§ **SELECTED PASSAGE**
In his [i.e. Jehoiakim] days King Nebuchadnezzar of Babylon came up; Jehoiakim became his servant for three years; then he turned and rebelled against him. The LORD sent against him bands of the Chaldeans, bands of the Arameans, bands of the Moabites, and bands of the Ammonites; he sent them against Judah to destroy it, according to the word of the LORD that he spoke by his servants the prophets. Surely this came upon Judah at the command of the LORD, to remove them out of his sight, for the sins of Manasseh, for all that he had committed, and also for the innocent blood that he had shed; for he filled Jerusalem with innocent blood, and the LORD was not willing to pardon (2 Kings 24:1-4).

The DH claimed that Manasseh

did what was evil in the sight of the LORD, following the abominable practices of the nations that the LORD drove out before the people of Israel. For he rebuilt the high places that his father Hezekiah had destroyed; he erected altars for Baal, made a sacred pole [i.e. Asherah], as King Ahab had done, worshipped all the host of heaven, and served them (2 Kings 21:2-3)

It is for these sins and more (all related to idol worship) that judgment came upon Judah and eventually Jerusalem itself. The true worship of Yahweh is paramount and idolatry is an offense so egregious that Yahweh will bring idolaters into the land to punish Israel. If that isn’t irony, I don’t know what is.

Missing the Boat

Thomason ends her piece on very shaky and peculiar grounds. She writes,

So, when atheists like Richard Dawkins claim God committed “divine genocide,” we should remind them that God knows what is best for us. Had the Canaanites (or those in Sodom and Gomorrah) flourished, we would be in a much different world today.

God’s disgust with child sacrifices has been made clear in dozens of Bible verses. See here:

https://bible.knowing-jesus.com/topics/Child-Sacrifice

Thank you for your time.

A few comments are in order. First, as we already saw, the Canaanites were never exterminated and according to the book of Judges they did flourish alongside the Israelites. But suppose they had not been exterminated. Didn’t Thomason cite Raymond Brown’s commentary on Deuteronomy where he claimed that Canaanite culture was “self-destructive”? If that’s the case, why wouldn’t God just wait them out? If their barbaric ways would be the cause of their demise, wouldn’t it be better to let them burn themselves down rather than march in and massacre them? At least then the charge of genocide couldn’t possibly be made against him.

§ **DIRECTION 1**
Decide whether each statement below agrees with the passage about Judah's punishment, answering yes or no and quoting the words of the passage that settle it. (a) Jehoiakim served Nebuchadnezzar for three years before rebelling against him. (b) Manasseh destroyed the high places that his father Hezekiah had built. (c) The passage says the Canaanites were exterminated.

§ **EXERCISE MATERIAL**
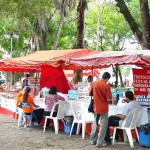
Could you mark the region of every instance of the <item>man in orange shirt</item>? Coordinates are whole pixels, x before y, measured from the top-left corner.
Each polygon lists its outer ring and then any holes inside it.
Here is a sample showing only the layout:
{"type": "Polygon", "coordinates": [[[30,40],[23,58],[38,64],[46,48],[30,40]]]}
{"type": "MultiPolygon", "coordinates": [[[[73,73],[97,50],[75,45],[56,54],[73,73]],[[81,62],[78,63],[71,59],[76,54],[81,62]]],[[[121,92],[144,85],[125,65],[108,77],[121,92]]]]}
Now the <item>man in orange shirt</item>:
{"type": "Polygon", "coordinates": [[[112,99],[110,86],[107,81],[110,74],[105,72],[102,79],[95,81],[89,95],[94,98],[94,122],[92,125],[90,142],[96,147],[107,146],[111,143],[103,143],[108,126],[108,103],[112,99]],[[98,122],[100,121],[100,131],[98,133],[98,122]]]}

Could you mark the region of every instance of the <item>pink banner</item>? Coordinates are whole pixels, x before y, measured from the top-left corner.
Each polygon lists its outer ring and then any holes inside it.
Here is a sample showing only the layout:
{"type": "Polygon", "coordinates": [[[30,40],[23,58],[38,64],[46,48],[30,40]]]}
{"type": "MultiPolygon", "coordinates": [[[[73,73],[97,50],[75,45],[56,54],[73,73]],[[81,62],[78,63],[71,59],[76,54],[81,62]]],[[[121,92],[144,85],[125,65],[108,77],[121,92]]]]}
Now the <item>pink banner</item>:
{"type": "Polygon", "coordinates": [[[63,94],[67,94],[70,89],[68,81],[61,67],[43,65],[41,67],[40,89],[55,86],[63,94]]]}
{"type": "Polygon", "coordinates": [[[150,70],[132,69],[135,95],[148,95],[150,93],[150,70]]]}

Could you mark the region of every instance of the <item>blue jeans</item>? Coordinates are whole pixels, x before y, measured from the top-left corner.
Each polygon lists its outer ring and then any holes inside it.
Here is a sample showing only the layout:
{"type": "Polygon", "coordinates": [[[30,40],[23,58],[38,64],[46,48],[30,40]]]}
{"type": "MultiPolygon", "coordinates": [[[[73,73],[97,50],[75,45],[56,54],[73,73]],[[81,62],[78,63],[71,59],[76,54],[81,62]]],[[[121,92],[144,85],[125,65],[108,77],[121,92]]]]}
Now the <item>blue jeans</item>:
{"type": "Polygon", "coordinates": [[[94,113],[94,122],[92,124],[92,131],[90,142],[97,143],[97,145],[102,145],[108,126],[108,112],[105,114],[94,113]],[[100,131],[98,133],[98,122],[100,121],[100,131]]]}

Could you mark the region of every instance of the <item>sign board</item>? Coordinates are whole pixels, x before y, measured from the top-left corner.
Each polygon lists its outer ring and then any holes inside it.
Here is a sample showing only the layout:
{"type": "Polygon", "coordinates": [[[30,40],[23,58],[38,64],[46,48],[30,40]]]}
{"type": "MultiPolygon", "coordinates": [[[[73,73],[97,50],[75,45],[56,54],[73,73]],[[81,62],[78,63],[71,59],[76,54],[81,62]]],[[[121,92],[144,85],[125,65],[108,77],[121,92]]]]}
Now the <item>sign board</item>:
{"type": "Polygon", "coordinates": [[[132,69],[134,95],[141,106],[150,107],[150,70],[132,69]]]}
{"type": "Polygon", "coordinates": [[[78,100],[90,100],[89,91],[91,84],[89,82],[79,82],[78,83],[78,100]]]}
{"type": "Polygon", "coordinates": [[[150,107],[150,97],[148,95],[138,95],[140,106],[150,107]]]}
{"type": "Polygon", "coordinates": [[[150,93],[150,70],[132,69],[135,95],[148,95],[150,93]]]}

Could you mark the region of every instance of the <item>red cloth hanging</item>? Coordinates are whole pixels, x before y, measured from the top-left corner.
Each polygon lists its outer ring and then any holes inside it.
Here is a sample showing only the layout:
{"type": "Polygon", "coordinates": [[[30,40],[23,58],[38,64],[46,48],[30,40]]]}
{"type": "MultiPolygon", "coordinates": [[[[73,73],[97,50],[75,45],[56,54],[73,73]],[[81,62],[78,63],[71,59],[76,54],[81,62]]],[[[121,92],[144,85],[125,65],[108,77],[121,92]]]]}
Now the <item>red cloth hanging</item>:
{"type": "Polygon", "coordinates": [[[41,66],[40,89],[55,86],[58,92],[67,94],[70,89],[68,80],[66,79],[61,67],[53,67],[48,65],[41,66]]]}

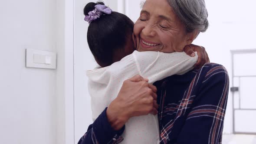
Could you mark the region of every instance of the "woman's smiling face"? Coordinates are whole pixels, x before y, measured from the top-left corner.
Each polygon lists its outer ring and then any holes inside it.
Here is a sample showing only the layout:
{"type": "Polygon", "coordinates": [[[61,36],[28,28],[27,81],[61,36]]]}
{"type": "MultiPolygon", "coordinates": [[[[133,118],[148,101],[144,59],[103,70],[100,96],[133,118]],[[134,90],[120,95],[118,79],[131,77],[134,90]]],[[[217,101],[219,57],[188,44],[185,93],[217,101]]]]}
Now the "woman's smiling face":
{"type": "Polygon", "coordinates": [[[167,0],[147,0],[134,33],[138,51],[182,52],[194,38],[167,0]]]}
---
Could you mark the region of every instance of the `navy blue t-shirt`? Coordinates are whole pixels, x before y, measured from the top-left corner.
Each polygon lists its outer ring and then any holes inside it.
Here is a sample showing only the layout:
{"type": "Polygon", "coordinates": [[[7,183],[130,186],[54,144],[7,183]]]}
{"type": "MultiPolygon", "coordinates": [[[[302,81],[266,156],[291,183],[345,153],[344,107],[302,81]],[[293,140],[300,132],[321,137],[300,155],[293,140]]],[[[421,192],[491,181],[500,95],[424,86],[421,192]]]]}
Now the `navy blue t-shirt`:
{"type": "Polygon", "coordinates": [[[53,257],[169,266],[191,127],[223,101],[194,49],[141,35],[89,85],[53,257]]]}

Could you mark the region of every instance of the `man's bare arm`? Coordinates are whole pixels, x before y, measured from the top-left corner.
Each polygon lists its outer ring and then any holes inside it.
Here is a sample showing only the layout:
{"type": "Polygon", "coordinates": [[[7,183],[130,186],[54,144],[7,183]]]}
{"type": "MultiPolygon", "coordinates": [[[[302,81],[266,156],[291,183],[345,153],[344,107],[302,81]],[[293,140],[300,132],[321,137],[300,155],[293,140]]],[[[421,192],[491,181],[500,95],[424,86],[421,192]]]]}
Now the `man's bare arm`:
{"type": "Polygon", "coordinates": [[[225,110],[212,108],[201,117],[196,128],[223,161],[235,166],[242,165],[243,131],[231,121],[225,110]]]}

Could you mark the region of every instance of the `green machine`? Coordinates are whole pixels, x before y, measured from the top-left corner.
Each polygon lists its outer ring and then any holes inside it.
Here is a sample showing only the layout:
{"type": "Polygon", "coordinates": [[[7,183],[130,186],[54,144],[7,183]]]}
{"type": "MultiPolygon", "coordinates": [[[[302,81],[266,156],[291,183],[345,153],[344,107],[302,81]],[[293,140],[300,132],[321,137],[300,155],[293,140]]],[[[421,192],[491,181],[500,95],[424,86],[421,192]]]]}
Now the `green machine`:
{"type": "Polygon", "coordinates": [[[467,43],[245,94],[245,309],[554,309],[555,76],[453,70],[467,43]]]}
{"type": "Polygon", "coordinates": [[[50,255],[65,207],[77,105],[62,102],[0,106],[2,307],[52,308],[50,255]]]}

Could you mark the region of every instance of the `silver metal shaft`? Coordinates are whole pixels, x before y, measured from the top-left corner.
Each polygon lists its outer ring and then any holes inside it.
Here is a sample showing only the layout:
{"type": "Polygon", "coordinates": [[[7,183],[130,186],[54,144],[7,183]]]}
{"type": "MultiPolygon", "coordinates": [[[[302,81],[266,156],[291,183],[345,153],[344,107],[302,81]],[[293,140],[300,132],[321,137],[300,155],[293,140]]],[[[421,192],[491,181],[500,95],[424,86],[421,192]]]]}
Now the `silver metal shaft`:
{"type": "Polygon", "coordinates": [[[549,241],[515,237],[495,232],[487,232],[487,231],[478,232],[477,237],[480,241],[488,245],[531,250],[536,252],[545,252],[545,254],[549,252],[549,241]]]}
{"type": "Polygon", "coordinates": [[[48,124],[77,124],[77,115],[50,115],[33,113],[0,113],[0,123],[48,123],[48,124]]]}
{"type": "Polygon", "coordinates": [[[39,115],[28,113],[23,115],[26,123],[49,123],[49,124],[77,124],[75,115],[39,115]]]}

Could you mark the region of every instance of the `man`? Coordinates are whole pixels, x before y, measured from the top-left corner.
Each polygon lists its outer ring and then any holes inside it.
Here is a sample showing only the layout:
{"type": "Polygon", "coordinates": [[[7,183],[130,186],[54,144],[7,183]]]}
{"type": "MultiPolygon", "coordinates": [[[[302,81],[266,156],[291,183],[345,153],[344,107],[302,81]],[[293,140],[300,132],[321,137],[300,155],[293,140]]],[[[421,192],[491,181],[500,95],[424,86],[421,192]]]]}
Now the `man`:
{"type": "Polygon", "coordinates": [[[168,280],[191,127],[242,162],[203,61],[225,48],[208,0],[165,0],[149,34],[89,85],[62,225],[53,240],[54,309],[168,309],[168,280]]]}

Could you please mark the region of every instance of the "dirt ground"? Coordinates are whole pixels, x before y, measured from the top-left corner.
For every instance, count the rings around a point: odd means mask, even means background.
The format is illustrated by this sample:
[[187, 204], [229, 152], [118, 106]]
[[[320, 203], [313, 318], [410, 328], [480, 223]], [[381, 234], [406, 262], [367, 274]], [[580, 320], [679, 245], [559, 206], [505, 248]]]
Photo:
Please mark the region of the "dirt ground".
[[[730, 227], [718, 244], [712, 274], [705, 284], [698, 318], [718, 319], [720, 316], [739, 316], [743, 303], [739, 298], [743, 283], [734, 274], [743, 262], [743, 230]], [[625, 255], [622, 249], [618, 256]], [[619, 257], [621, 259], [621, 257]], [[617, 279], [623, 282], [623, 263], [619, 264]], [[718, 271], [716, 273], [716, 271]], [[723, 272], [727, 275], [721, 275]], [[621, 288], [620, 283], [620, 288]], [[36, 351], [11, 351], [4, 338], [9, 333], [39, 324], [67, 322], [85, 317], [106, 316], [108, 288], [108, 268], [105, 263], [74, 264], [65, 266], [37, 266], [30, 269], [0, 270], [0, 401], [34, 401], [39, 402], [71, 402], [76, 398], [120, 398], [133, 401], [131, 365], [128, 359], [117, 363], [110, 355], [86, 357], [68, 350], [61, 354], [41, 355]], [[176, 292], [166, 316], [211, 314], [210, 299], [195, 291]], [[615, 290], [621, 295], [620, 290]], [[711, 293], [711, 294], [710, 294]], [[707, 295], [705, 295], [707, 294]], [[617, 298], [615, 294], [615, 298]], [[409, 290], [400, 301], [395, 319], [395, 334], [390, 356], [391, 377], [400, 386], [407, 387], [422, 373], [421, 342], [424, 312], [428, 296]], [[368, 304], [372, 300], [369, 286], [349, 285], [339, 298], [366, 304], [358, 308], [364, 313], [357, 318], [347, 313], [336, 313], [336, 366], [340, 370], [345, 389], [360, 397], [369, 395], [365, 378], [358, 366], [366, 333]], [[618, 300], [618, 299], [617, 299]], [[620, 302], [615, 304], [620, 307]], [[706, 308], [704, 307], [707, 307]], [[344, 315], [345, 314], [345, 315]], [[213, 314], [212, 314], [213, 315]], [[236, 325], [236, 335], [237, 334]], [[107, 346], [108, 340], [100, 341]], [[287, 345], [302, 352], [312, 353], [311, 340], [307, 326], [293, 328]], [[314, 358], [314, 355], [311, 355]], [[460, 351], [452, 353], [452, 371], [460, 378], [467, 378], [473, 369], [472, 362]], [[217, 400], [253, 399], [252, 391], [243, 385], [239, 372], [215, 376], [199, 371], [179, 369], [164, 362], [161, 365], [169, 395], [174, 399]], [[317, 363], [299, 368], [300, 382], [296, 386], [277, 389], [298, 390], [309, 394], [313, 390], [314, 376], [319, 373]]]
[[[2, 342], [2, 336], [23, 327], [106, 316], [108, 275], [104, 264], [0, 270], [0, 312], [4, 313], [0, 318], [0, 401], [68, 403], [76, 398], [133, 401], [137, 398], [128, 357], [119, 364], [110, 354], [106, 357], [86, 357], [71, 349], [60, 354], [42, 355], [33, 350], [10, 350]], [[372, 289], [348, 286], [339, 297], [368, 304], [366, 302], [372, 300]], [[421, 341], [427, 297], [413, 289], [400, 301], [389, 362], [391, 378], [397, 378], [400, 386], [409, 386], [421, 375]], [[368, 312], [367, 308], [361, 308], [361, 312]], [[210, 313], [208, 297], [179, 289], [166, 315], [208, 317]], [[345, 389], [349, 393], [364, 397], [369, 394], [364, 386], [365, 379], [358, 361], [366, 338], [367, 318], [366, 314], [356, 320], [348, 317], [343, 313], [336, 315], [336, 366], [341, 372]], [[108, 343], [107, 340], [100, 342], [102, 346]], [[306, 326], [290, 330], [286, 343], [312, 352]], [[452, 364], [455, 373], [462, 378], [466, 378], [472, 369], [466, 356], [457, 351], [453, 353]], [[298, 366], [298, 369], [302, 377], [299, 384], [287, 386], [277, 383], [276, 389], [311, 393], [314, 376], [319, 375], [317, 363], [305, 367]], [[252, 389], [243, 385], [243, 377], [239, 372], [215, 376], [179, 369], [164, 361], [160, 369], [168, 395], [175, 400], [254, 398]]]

§ **DIRECTION 2**
Collect every line of the entries that contains the word "navy".

§ **EXERCISE ANSWER 1**
(a) Yes: "Jehoiakim became his servant for three years; then he turned and rebelled against him."
(b) No: "he rebuilt the high places that his father Hezekiah had destroyed"
(c) No: "the Canaanites were never exterminated"

§ **EXERCISE ANSWER 2**
Could you mark the region of every instance of the `navy blue t-shirt`? Coordinates are whole pixels, x before y, measured from the top-left corner.
Now the `navy blue t-shirt`:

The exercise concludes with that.